(Excerpts from location labeling data)
......

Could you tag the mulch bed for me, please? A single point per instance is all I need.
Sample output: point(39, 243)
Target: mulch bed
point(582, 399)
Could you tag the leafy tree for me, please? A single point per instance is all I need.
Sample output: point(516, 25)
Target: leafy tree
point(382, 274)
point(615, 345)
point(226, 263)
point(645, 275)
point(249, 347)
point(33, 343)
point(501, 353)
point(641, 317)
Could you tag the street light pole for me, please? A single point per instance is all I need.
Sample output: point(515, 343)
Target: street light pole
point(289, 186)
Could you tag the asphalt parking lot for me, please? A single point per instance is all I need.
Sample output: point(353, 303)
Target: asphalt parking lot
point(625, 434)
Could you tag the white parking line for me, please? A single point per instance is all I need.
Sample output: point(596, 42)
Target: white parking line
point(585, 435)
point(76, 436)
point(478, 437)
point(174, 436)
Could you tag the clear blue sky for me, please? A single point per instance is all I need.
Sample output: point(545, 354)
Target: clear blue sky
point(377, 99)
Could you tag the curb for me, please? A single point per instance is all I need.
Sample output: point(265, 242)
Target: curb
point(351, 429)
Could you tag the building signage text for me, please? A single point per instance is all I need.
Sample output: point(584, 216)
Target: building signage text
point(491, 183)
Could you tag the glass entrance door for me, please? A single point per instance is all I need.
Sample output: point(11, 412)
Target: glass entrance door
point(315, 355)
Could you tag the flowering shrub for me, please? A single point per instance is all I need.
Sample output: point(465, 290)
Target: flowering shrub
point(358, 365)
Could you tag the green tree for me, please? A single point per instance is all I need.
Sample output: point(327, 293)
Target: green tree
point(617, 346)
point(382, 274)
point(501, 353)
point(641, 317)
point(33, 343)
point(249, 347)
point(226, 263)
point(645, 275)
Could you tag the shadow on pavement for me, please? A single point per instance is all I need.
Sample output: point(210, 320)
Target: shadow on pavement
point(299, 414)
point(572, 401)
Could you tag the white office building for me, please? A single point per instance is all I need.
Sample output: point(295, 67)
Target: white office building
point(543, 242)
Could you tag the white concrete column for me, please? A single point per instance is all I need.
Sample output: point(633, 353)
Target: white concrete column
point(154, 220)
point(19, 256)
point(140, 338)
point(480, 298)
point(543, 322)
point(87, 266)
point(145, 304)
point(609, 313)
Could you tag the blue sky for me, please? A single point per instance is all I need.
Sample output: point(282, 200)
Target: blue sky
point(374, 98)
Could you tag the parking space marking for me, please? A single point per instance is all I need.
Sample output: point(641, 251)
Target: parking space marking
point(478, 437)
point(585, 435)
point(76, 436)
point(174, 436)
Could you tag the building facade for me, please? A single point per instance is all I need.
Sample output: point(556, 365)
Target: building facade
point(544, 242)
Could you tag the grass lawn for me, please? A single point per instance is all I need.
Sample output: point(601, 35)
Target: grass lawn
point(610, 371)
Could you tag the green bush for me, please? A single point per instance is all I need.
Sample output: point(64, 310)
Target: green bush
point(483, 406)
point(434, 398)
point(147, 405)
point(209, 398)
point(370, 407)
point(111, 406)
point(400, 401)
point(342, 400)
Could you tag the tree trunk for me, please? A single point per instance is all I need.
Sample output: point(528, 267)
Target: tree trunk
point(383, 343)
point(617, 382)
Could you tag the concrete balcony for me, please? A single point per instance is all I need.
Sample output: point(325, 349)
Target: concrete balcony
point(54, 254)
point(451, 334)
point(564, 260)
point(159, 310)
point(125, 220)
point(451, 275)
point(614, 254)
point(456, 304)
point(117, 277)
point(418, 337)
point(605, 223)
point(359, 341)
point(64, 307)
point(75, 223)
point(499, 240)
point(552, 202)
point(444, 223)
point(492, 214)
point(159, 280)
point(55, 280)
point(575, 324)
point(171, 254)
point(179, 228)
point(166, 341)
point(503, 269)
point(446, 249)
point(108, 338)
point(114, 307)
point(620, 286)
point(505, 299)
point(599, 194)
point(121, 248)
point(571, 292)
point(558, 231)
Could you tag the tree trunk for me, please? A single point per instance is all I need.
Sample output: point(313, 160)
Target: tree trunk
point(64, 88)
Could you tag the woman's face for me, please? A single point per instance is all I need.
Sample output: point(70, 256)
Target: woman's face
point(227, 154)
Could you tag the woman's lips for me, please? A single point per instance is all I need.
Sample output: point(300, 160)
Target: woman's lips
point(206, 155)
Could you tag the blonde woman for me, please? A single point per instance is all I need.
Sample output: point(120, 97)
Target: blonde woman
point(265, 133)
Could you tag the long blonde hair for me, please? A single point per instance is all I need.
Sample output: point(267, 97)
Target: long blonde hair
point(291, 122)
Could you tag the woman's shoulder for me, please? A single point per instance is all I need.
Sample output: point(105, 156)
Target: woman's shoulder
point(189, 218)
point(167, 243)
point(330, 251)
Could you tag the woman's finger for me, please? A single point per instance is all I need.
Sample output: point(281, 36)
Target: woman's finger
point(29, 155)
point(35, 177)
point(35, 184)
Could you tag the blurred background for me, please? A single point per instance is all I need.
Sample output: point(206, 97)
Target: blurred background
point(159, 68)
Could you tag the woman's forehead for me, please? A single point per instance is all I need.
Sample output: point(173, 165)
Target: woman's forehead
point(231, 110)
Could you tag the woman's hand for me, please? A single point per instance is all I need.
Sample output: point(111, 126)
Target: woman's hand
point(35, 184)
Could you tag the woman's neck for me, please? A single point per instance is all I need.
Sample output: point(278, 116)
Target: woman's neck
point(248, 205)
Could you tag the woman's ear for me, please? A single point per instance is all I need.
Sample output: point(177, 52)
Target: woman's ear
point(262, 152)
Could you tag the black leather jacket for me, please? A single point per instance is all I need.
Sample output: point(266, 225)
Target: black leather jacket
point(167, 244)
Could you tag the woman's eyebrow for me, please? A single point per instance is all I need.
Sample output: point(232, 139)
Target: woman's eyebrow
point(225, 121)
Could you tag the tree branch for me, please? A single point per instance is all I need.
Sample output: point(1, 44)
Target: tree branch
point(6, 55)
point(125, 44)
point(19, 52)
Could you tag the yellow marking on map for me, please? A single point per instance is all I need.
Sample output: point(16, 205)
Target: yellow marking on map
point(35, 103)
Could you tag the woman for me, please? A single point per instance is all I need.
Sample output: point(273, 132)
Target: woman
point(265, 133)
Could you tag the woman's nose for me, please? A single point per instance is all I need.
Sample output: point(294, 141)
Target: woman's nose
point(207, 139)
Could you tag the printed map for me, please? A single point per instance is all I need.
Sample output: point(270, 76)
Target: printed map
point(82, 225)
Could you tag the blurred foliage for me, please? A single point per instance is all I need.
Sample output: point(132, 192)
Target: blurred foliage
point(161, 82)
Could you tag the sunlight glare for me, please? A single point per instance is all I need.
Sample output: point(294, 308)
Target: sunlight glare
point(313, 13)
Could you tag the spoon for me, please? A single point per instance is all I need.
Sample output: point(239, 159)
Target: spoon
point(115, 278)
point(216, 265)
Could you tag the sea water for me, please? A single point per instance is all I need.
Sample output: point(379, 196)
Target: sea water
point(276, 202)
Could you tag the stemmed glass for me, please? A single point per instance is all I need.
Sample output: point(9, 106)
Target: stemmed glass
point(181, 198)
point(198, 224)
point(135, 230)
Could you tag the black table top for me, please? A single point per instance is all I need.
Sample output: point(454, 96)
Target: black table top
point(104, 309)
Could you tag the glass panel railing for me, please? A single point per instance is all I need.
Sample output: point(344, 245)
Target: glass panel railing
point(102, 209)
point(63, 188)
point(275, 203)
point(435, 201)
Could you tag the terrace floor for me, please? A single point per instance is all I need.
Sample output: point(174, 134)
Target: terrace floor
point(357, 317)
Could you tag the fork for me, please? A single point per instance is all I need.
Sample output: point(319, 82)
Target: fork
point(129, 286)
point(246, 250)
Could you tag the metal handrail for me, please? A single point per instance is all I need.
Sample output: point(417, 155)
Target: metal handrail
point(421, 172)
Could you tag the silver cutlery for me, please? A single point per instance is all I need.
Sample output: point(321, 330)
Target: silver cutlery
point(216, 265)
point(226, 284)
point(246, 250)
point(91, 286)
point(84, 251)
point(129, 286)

......

◆ AIM
Reproduce without alteration the stretch of items from the line containing "Could you tag the black table" through the end of the items.

◆ WORKED SOLUTION
Could you tag the black table top for me, please? A single point per instance is all I need.
Sample output: point(454, 96)
Target: black table top
point(104, 309)
Could you tag the glass panel railing for me, please? A single point per instance is all I need.
Sample output: point(344, 245)
Target: glass panel railing
point(102, 209)
point(63, 188)
point(275, 203)
point(435, 201)
Could you tag the terrace floor for me, please? A single point per instance is all I need.
Sample output: point(174, 134)
Target: terrace floor
point(357, 317)
Could you tag the fork for me, please? A single point per instance is all I need.
Sample output: point(319, 82)
Target: fork
point(129, 286)
point(246, 250)
Could you tag the metal handrail for me, please? A single point per instance is all I need.
Sample output: point(417, 155)
Target: metal handrail
point(421, 172)
Could you tag the silver cutlery for me, please? A single point per instance is all I need.
Sample output: point(321, 330)
Target: silver cutlery
point(216, 265)
point(226, 284)
point(246, 250)
point(91, 286)
point(84, 251)
point(129, 286)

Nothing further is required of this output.